Work instructions: All of the records are to be reproduced exactly.
━━━ Given data
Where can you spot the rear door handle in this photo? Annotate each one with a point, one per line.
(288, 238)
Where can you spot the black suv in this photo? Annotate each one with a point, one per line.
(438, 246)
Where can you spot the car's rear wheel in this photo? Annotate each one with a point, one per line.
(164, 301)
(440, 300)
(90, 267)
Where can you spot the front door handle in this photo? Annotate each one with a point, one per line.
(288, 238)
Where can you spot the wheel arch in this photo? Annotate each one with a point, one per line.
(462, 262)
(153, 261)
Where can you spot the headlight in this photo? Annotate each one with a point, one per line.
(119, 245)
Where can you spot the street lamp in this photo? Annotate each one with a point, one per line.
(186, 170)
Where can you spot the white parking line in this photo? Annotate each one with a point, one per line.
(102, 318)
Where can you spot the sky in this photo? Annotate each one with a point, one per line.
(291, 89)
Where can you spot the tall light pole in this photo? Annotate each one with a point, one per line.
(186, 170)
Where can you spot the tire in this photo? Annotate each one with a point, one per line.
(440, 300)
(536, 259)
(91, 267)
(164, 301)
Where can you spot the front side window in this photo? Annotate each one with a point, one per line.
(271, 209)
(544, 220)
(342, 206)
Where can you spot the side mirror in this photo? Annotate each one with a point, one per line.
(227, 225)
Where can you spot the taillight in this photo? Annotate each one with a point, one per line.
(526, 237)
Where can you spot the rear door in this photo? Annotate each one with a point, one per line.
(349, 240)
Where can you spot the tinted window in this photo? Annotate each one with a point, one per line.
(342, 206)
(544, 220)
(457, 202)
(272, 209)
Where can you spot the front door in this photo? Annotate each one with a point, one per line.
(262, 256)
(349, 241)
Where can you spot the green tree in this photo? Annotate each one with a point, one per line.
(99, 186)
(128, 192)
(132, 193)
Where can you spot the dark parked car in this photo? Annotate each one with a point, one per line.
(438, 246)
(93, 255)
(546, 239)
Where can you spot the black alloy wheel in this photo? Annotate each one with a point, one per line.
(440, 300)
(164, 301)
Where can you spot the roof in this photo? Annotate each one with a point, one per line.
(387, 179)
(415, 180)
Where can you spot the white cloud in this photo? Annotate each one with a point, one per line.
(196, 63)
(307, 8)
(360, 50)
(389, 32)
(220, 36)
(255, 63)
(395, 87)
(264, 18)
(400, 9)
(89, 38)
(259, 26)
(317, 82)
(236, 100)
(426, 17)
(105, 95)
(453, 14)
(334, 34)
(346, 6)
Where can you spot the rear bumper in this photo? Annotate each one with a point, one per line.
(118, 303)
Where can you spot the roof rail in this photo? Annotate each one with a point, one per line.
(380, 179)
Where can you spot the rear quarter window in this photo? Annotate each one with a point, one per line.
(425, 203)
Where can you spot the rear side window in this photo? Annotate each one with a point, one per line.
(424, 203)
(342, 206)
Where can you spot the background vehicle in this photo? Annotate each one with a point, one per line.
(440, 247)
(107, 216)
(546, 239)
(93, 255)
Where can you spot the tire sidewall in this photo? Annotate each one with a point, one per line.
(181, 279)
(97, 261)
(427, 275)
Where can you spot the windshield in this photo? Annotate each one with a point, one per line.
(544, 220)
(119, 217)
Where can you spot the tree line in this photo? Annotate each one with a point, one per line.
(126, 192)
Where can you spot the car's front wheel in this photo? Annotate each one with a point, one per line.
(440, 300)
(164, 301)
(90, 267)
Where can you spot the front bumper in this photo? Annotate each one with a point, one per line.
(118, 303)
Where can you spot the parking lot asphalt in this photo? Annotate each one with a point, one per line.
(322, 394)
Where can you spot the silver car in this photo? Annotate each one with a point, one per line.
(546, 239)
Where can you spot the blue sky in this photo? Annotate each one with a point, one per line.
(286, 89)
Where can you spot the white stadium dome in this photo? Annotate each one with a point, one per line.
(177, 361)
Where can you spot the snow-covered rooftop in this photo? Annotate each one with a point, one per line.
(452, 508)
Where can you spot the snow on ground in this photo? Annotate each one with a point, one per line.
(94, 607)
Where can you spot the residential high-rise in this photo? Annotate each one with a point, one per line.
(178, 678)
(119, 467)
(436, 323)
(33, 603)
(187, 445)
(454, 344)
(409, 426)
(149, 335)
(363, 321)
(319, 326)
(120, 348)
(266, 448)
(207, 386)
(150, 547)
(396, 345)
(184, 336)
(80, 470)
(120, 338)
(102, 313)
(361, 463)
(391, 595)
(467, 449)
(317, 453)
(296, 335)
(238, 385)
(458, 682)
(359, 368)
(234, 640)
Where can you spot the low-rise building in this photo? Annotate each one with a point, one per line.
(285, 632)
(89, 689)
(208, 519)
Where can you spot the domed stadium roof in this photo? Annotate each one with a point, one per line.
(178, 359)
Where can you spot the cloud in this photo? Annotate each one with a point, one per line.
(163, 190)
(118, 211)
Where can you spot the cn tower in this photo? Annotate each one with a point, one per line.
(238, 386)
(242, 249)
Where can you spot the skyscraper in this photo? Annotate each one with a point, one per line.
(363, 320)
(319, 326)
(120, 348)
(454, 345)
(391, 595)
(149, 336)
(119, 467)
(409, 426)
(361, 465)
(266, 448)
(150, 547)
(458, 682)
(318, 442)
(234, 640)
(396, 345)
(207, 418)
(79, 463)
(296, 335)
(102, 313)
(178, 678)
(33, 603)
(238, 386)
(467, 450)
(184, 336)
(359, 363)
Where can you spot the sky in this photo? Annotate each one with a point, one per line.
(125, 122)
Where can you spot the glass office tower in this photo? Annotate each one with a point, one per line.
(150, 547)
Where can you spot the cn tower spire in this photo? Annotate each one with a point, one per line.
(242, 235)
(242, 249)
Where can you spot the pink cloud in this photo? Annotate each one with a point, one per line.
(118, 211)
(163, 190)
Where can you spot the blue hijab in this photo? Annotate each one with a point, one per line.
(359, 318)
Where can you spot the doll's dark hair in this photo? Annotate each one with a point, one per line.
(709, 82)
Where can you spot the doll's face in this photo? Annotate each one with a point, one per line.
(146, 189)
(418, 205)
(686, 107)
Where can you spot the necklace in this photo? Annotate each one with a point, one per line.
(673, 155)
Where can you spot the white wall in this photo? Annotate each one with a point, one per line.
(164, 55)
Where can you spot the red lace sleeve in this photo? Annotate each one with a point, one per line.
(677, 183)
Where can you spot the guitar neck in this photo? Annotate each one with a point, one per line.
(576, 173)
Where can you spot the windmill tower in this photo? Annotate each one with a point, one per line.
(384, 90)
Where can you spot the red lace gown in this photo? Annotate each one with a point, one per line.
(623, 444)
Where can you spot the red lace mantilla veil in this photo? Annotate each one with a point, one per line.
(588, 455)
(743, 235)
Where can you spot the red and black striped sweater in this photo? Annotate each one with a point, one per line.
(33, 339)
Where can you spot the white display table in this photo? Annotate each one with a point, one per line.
━━━━━━
Result for this task:
Where can you spot the rear door handle in this photo? Annotate each one with a point, one per line.
(288, 238)
Where can you spot the black suv in this photo? Annotate each one with a point, one per line.
(438, 246)
Where can you spot the car's rear wheel in this photo? Annotate each one with a point, one per line.
(164, 301)
(440, 300)
(90, 267)
Where can you spot the front door handle in this photo? Annotate each one with a point, one per line.
(288, 238)
Where can you spot the wheel arch in this photo? Annotate each one with a point, one per line.
(462, 262)
(153, 261)
Where can you spot the headlight in this photo? Annotate each one with a point, one per line.
(119, 245)
Where can you spot the street lamp in this photo? Annotate each one with a point, one per line.
(186, 170)
Where can you spot the white parking line in this photo? Annotate each one with a point, one per line.
(102, 318)
Where can you spot the sky in this photo? Annotate each one with a point, one per line.
(291, 89)
Where can you spot the tall light pole in this photo? Annotate each one with a point, one per line.
(186, 170)
Where can you spot the tire in this photo? Annotate each one with a point, one per line.
(440, 300)
(536, 259)
(91, 267)
(164, 301)
Where can you spot the front side window in this photo? Annotate each one with a point, one per line.
(271, 209)
(544, 220)
(342, 206)
Where can you spot the side mirror in this photo? Annotate each one with a point, one per line.
(227, 225)
Where can you spot the taillight in this photo? Annotate each one with a point, one per line.
(526, 237)
Where can you spot the rear door in this photo? Annotate each one with a point, one per line.
(349, 240)
Where can you spot the tinted window in this photo? Annotate each one with a point, one per line.
(342, 206)
(544, 220)
(457, 202)
(272, 209)
Where can you spot the front door in this photo? Annotate each one with a point, one per line.
(262, 256)
(349, 241)
Where can you spot the green tree in this photo? Annotate each one with a point, one per line.
(99, 186)
(128, 192)
(132, 193)
Where can you spot the dark parked car in this photo? Annotate each one with a point, one per line.
(438, 246)
(93, 255)
(546, 239)
Where can you spot the black alloy wheel in this photo? Annotate each one with a point, one per line.
(440, 300)
(164, 301)
Where can you spot the roof in this photo? Annotate each one with a point, one per line.
(387, 179)
(415, 180)
Where can you spot the white cloud in this photo? Annotate each one with a point, one per line.
(196, 63)
(307, 8)
(360, 50)
(389, 32)
(220, 36)
(255, 63)
(395, 87)
(264, 18)
(400, 9)
(89, 38)
(259, 26)
(317, 82)
(236, 100)
(426, 17)
(105, 95)
(453, 14)
(334, 34)
(346, 6)
Where can you spot the rear bumper in this photo? Annotate each one with a point, one per line.
(118, 303)
Where can you spot the roof rail in this photo? Annotate each one with a point, one per line.
(380, 179)
Where can you spot the rear quarter window in this photo? Annotate each one with a point, one per line.
(425, 203)
Where can you spot the rear side window in this photo? Annotate each one with a point, one per line.
(424, 203)
(342, 206)
Where can you spot the background vehicle in this photo? Annotate each one with a point, one per line.
(440, 247)
(107, 216)
(546, 239)
(93, 255)
Where can you spot the tire sidewall in this photo? Annotate each one with a point, one per line.
(181, 279)
(97, 261)
(427, 275)
Where can you spot the windshield in this photo? Annotate each one with a point, one per line.
(544, 220)
(119, 217)
Where can you spot the tree line in this photo? Annotate each one with a point, one per line.
(126, 192)
Where can you spot the car's front wheel in this photo? Annotate each one with a point, one per line.
(440, 300)
(164, 301)
(90, 267)
Where can you spot the front bumper in this photo? Annotate each one with a point, one per line.
(118, 303)
Where can you spot the parking lot asphalt in this photo? Annotate each one with a point, one per line.
(322, 394)
Where can you spot the silver car in this photo? Annotate each one with a point, one per line.
(546, 239)
Where can you spot the blue sky in this photo? Annotate each one with a point, one per line.
(286, 89)
Where can you spot the white stadium dome in this photo? Annotate each one with a point, one per line.
(177, 361)
Where can you spot the snow-covered rooftop in this photo? Annotate each one with a point, one per line.
(452, 508)
Where can you spot the snow on ground in this photo? Annotate each one with a point, one per line.
(94, 607)
Where can you spot the residential high-rise in this photo? Annotate each one with a point, one per line.
(178, 678)
(119, 467)
(436, 323)
(33, 603)
(187, 445)
(454, 344)
(409, 426)
(149, 335)
(363, 321)
(319, 326)
(120, 348)
(266, 448)
(207, 386)
(150, 547)
(396, 345)
(184, 336)
(80, 470)
(120, 338)
(102, 313)
(361, 463)
(391, 595)
(467, 449)
(317, 453)
(296, 335)
(238, 385)
(458, 682)
(359, 368)
(234, 640)
Where can you spot the low-rise building in this photo? Annotate each one with a point, one per line.
(285, 632)
(89, 689)
(208, 519)
Where can you spot the domed stadium roof in this photo? Annotate each one with a point, one per line.
(178, 359)
Where can you spot the cloud in this photo? Annotate each one with a point, one per line.
(163, 190)
(118, 211)
Where can you spot the cn tower in this photo? Annotate each one with a point, one per line.
(238, 386)
(242, 249)
Where can you spot the skyscraper in this photo? Annotate each one with a point, one per line.
(363, 320)
(319, 326)
(120, 348)
(454, 345)
(391, 595)
(149, 336)
(119, 467)
(409, 426)
(361, 465)
(266, 448)
(150, 547)
(458, 682)
(318, 442)
(234, 640)
(396, 345)
(207, 418)
(79, 463)
(296, 335)
(102, 313)
(178, 678)
(33, 603)
(238, 386)
(467, 450)
(184, 336)
(359, 363)
Where can you spot the sky in this photo? Annotate each one with a point, one per line.
(125, 122)
Where can you spot the glass office tower in this photo? Annotate each one with a point, one per line.
(150, 547)
Where can you spot the cn tower spire in this photo? Annotate each one with a point, one per line.
(242, 235)
(242, 249)
Where can you spot the pink cloud in this photo? Annotate each one with a point, one per line.
(118, 211)
(163, 190)
Where can you spot the blue hijab in this photo? Annotate each one with a point, one per line.
(359, 318)
Where can you spot the doll's dark hair in this photo? Annotate each one with a point, one per line.
(709, 82)
Where can you spot the doll's face in this photo? Annotate each one with a point, one per line.
(146, 189)
(418, 205)
(686, 107)
Where can you spot the necklace in this photo? Annotate each one with a point, one per line.
(673, 155)
Where can you spot the white wall in this photo? Annotate each one with a point, one per line.
(164, 55)
Where can you spot the red lace sleeve in this photo? Annotate each one with a point, one per line.
(677, 183)
Where can you spot the guitar neck in this photo? Annotate each one with a point, one per line.
(576, 173)
Where can you spot the windmill tower in this photo? Annotate each one with a point, one per line.
(384, 90)
Where can you spot the red lace gown in this photo? Annotate each one with a point, one per line.
(623, 444)
Where can you spot the red lace mantilla veil in this photo? Annotate each one with a point, one per line.
(588, 455)
(743, 235)
Where can you spot the red and black striped sweater in this photo? Annotate each one with a point, one per line.
(33, 339)
Where can you spot the white display table in this photo? Annotate each one with a point, one per line.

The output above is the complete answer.